▶ _Exercise brief_:
Having read the data, transcribe all of it without deviation.

▶ _Point localization data_:

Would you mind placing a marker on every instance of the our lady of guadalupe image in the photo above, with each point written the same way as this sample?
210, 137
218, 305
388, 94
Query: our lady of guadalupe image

▶ _Response_:
Would you mind placing a marker on every instance of the our lady of guadalupe image in the photo above, with each point written the same way as this sample?
210, 137
218, 305
388, 94
Query: our lady of guadalupe image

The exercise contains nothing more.